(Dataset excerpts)

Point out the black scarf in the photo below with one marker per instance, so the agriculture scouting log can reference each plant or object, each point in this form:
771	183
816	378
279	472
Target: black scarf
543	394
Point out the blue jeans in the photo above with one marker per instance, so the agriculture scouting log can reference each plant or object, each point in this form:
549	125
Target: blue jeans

▶ **AIM OF THE EXERCISE**: The answer is the data above, retyped exactly in full.

▶ **SOLUTION FOR THIS PROBLEM**:
Point out the black scarf in the photo below with one marker per instance, so the agriculture scouting log can reference each plant or object, each point in this form:
771	183
816	378
279	472
Target: black scarf
543	394
Point out the blue jeans in the photo above with one marker per instance, so the agriculture scouting log can reference each plant or object, each point in this form:
549	125
Target: blue jeans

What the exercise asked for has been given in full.